* Description of the task
For this exercise, retype each line of the material below verbatim and omit any picture.

* Data to use
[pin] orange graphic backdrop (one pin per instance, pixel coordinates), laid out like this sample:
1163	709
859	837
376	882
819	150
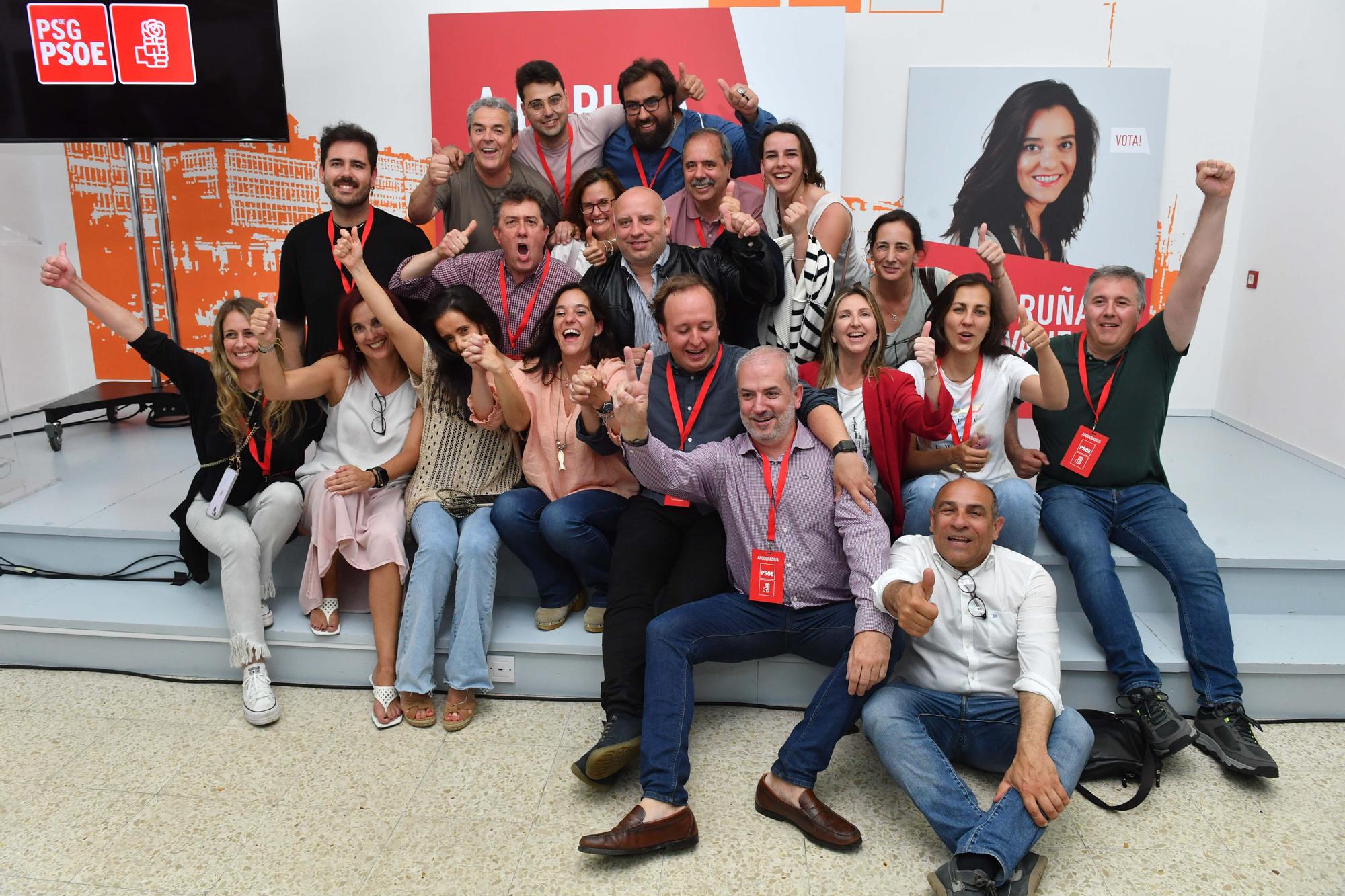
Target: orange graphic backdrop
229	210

* Exercise response
[pin] orange graphic backdrop (one pin per instance, pixel coordinates), laid out like this sample:
1163	709
859	837
376	882
819	150
Target: orange graphic backdrop
229	210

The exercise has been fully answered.